↓
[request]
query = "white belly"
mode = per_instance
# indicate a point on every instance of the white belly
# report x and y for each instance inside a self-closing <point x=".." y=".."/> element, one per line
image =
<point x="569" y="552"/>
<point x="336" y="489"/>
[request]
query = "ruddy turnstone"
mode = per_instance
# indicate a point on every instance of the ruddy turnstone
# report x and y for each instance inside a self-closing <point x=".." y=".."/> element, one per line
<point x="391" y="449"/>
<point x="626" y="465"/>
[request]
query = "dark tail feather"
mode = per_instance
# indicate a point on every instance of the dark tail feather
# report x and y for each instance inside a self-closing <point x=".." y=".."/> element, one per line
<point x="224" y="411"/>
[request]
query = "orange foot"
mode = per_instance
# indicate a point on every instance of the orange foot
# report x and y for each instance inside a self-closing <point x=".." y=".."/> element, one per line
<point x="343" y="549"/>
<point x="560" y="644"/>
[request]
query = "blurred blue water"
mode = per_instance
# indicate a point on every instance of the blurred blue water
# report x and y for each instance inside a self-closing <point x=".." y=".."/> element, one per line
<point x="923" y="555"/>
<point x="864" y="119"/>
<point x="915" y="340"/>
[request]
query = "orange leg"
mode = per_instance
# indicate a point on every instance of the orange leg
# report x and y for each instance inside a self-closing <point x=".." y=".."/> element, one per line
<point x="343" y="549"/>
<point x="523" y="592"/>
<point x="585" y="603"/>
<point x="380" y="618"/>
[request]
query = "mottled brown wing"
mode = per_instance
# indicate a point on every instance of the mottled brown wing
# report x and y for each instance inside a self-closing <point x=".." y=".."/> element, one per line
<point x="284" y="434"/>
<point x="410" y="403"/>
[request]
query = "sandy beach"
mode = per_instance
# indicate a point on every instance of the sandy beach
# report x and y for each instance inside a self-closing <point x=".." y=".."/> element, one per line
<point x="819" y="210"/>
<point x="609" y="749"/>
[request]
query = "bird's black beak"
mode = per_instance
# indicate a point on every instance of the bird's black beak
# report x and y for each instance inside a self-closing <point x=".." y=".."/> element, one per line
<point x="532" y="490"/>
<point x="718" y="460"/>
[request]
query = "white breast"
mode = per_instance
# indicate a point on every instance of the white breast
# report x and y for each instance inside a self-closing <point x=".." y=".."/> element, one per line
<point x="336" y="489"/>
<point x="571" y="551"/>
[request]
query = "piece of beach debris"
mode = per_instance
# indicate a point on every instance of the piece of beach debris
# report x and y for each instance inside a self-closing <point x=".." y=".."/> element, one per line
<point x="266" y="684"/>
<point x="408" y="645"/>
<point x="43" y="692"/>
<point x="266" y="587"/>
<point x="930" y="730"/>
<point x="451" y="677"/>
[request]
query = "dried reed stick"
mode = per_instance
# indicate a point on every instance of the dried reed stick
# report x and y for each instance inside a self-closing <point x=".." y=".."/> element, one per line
↑
(Directions):
Write each record above out again exactly as it reads.

(Response to the task):
[request]
query = "white belly"
mode = per_instance
# indicate a point on every instance of the white belly
# report x and y for each instance inside a self-closing <point x=".." y=".."/> element, one per line
image =
<point x="569" y="552"/>
<point x="336" y="489"/>
[request]
query = "ruddy turnstone"
mode = per_instance
# indicate a point on every instance of the ruddy turnstone
# report x and y for each instance inside a self-closing <point x=".." y=".."/> element, one per line
<point x="391" y="449"/>
<point x="626" y="465"/>
[request]
query = "dark tail feather"
mode = per_instance
# indicate a point on every instance of the dark tail feather
# report x and y for each instance inside a self-closing <point x=".." y=".."/> element, one per line
<point x="224" y="411"/>
[request]
query = "orange foot"
mode = per_instance
# indicate a point on every instance of the orange foot
# report x and y for each instance inside a self-closing <point x=".." y=".."/> element, one per line
<point x="343" y="549"/>
<point x="560" y="644"/>
[request]
query = "blurred blue water"
mode = per_instance
# indicate a point on every instance of the blurred blue water
# report x and y for each instance inside a self-closing <point x=".." y=".."/> element, one per line
<point x="923" y="555"/>
<point x="864" y="119"/>
<point x="915" y="340"/>
[request]
query = "orange leg"
mode = per_instance
# indicate a point on every instance of the orange leg
# report x and y for each instance inside a self-closing <point x=".." y=".."/> element, one per line
<point x="343" y="549"/>
<point x="523" y="592"/>
<point x="585" y="603"/>
<point x="380" y="618"/>
[request]
query = "mottled brown wing"
mode = per_instance
# indicate a point on every instance of the mottled brown wing
# report x and y for each instance inside a self-closing <point x=".." y=".."/> element, one per line
<point x="284" y="434"/>
<point x="410" y="403"/>
[request]
query = "sandy beach"
mode = per_instance
# indicate a point on every instance of the sandy beach
# report x and y for each instance inside a self-closing <point x=".." y=".."/> element, one per line
<point x="819" y="210"/>
<point x="609" y="749"/>
[request]
query = "bird's black beak"
mode = per_instance
# indicate a point on every instance of the bird's black beak
# report x and y for each instance inside a self-closing <point x=".." y=".."/> element, one per line
<point x="532" y="490"/>
<point x="718" y="460"/>
[request]
query = "white breast"
mode = per_instance
# indicate a point on every instance of the white breast
# report x and y for each instance inside a self-closing <point x=".." y=".."/> element, one per line
<point x="336" y="489"/>
<point x="571" y="551"/>
[request]
query = "piece of beach debris"
mode = per_instance
# indicate a point on every instance of the piece of beach debris
# report x and y for each instance inside a self-closing <point x=".." y=".."/> element, one per line
<point x="266" y="684"/>
<point x="408" y="645"/>
<point x="43" y="692"/>
<point x="266" y="587"/>
<point x="930" y="730"/>
<point x="451" y="677"/>
[request]
query = "dried reed stick"
mode = per_instance
# indicate a point on every instance of the dried reed stick
# report x and y for each instance inside a self-closing <point x=".." y=".."/> element, one per line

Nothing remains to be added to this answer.